──────── SUPPLIED ENTRIES ────────

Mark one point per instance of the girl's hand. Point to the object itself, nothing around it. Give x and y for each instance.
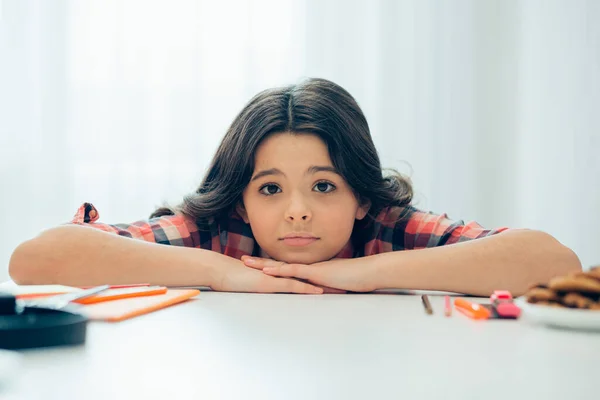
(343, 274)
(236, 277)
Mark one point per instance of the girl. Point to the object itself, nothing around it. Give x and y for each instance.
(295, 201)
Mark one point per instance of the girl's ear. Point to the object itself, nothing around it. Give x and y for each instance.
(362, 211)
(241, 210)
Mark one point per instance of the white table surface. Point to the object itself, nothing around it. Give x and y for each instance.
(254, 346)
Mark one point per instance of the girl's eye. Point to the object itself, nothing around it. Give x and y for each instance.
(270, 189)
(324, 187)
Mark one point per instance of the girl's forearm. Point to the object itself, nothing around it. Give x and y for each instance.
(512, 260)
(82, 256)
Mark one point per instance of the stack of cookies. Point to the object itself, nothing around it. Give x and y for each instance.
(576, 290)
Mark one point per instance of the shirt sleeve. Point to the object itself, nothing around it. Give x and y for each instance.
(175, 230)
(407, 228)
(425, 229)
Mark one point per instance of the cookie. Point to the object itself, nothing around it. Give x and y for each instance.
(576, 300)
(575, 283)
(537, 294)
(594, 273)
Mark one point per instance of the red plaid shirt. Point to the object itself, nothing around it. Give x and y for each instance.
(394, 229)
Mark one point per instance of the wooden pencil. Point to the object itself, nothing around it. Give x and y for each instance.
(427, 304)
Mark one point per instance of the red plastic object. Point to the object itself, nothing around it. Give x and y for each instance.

────────

» **WHAT IS EXPECTED**: With the pictures removed, set down the entire listing exactly.

» **REPLY TO THE EXERCISE**:
Mark one point per instance of the girl's hand. Point to the object itself, nothing around it. Give x and y for each instance.
(343, 274)
(236, 277)
Mark one point per instance of the girl. Point to the object itself, nothing around it. Give x and y for each instance.
(295, 201)
Mark one point per instance of the girl's ear. Point to the object itself, nothing around it. Give x and y for each instance.
(362, 211)
(241, 210)
Mark one point per instance of the white table surface. Point to the object itself, nothing around it. Give x and y for each instance.
(254, 346)
Mark one point per instance of the girl's eye. Point to the object itself, nothing around it. Give x and y for each instance.
(270, 189)
(324, 187)
Mark one point per instance of the girl's forearm. Point to the object itself, nothing around it. Give x and y for each instance.
(512, 260)
(82, 256)
Mark one point per instance of the stack of cookies. Point to the object itself, nothing around it. Give x and y for each instance.
(576, 290)
Mark one point per instance of the shirt sleeve. Point to the object itself, nothing around it. Give x and y for each instance.
(175, 230)
(407, 228)
(425, 229)
Mark one point per instance of the cookie. Point to the object itself, nothing around it. Give x and y for each instance.
(576, 300)
(575, 283)
(537, 294)
(594, 273)
Mark one point per instance of the red plaid shirt. Point to the object itself, nothing around it. Give x and y for each instance.
(394, 229)
Mark one point per instance of the wooden pencil. Point to the object itself, nothing around it. Give x and y for each instance.
(427, 304)
Mark one point per instance of the red plastic object. Point to the object itself, nothing around it. Give x and y for each instance.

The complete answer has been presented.